Afghanistan vor den Wahlen

Im Stahlnetz der Jihadisten

Mehrere Militäroffensiven sollen sicherstellen, dass im August die Präsidentschaftswahlen stattfinden können. Die meisten Afghanen erwarten, dass es bei der Abstimmung nicht ehrlich zugehen wird.

Im Umgang mit den Medien haben die Taliban etwas dazugelernt. Bislang gaben nur die westlichen Militärs ihren Offensiven klangvolle Namen, so ist die US-Armee derzeit mit der »Operation Dolchstoß« beschäftigt, das britische Militär schwingt die »Pantherklaue«. Nun ziehen die Jihadisten nach. »Wir beginnen unsere eigene Operation Stahlnetz, als Antwort auf die Operation Dolchstoß«, erläuterte Qari Yusuf Ahmadi, ein Sprecher der Taliban in der umkämpften Provinz Helmand, Journalisten des Institute for War and Peace Reporting. »Wir werden ihren Dolch in unserem Netz fangen.«
Etwa 91 000 ausländische Soldaten sind derzeit in Afghanistan stationiert, die Offensiven, die derzeit in verschiedenen Teilen des Landes stattfinden, sind jedoch eher defensiver Natur. Sie sollen vor allem sicherstellen, dass die Präsidentschaftswahlen am 20. August überhaupt stattfinden können. Da die Taliban einem Bericht des International Council on Security and Development (Icos) zufolge Ende 2008 eine »permanente Präsenz in 72 Prozent des Landes« hatten und seitdem noch weiter vorgedrungen sind, unter anderem in das Einsatzgebiet der Bundeswehr, ist das keine einfache Aufgabe. Denn die Feuerkraft der ausländischen Truppen genügt, um die Taliban bei Gefechten zum Rückzug zu zwingen, doch die Zahl der Soldaten ist zu gering, um das Land zu kontrollieren.

Bereitgestellte Daten -

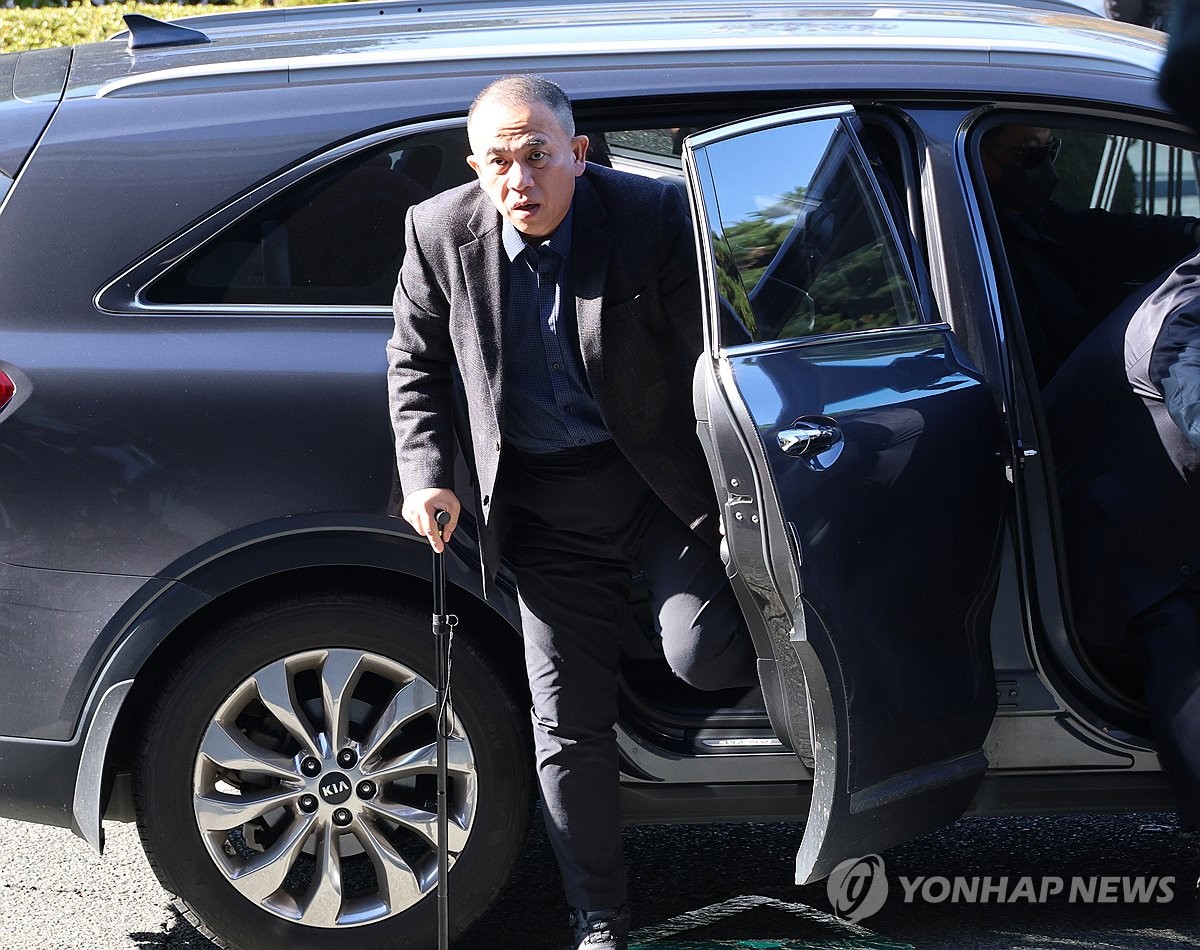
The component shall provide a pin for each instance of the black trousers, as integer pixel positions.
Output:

Gestellte Aufgabe 1 -
Beantworte anhand des Artikels über Afghanistan vor den Wahlen:
(a) Wie heißt die Operation, mit der die US-Armee derzeit beschäftigt ist?
(b) An welchem Datum sollen die Präsidentschaftswahlen stattfinden?
(c) Wie viele ausländische Soldaten sind derzeit in Afghanistan stationiert?
Gestellte Aufgabe 2 -
Zitiere aus dem Artikel über Afghanistan vor den Wahlen wörtlich die Stelle, die bei „Im Stahlnetz der“ beginnt und bei „ehrlich zugehen wird.“ endet.
Gestellte Aufgabe 3 -
Schreibe den Artikel über Afghanistan vor den Wahlen im Anschluss an seinen letzten Satz fort.

Antwort 1 -
(a) »Operation Dolchstoß«
(b) Am 20. August
(c) Etwa 91 000

Antwort 2 -
Im Stahlnetz der Jihadisten

Mehrere Militäroffensiven sollen sicherstellen, dass im August die Präsidentschaftswahlen stattfinden können. Die meisten Afghanen erwarten, dass es bei der Abstimmung nicht ehrlich zugehen wird.

Antwort 3 -
Deshalb bemüht sich die afghanische Regierung auch um Waffenstillstandsabkommen mit den Taliban. Eine Integration der »Gemäßigten« unter den Jihadisten soll folgen. Ein Lokalkommandant der Taliban im Distrikt Bala Mughab ließ sich am Montag auf ein solches Abkommen ein, doch die meisten Jihadisten scheinen angesichts ihrer Erfolge derzeit keinen Anlass für Kompromisse zu sehen.
Die erste Phase der britischen Offensive in Helmand wurde am Montag offiziell beendet. Pre­mier­minister Gordon Brown lobte die »heroischen« Bemühungen seiner Soldaten, sie hätten das Leben »für 100 000 Menschen sicher gemacht«. Es gibt jedoch etwa 32 Millionen Afghanen, und viele von ihnen bezweifeln, dass die militärischen Erfolge dauerhaft sind. »Wenn sie ein Gebiet säubern und keine Streitkräfte zurücklassen, kehrt die Opposition zurück und es wird schlimmer als zuvor«, sagt Abdul Jabar, ein ehemaliger Offizier der afghanischen Armee. »Das hinterlässt einen sehr schlechten Eindruck bei den Leuten, sie laufen zu den Aufständischen über, weil sie diese als die stärkere Kraft sehen.«

Dass zahlreiche Wahllokale in entlegenen Gebieten und 150 000 Wahlhelfer vor Angriffen der Jihadisten geschützt werden müssen, ist jedoch nicht das einzige Problem. Bei den Präsidentschafts- und Parlamentswahlen in den Jahren 2004 und 2005 war es zu Manipulationen gekommen, deren Ausmaß nie geklärt wurde. In diesem Jahr wurden bereits bei der Wählerregistrierung Betrugsvorwürfe erhoben. Die NGO Free and Fair Elections Foundation of Afghanistan stellte in 40 Prozent der untersuchten Bezirke Unregelmäßigkeiten fest, unter anderem seien nicht existierende »Geisterwähler« in die Listen eingetragen worden. Vielerorts soll die Registrierung nun überprüft werden.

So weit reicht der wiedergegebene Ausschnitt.